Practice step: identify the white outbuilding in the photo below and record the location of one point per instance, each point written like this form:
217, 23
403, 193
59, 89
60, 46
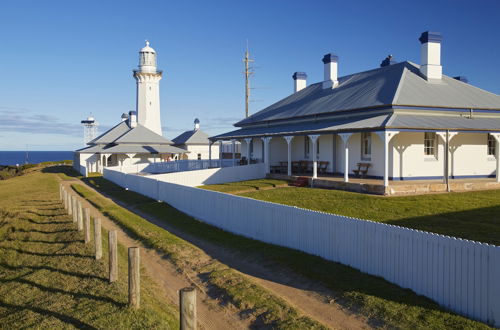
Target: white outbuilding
197, 143
400, 121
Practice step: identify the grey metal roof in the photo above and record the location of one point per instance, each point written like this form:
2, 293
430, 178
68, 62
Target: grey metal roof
358, 123
141, 134
192, 137
111, 134
449, 93
443, 122
397, 84
385, 121
152, 149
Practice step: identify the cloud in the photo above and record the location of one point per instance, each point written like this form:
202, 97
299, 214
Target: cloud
25, 121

Exercise objective ▸ Every line with the string "above" in the material should be returned.

Output below ▸
Practice step: identify the grey metal roof in the photo above and record the location of one point per instance, each point written like this form:
Practice step: identify the cloud in the photo above and record the location of one point per instance, each point written like this form:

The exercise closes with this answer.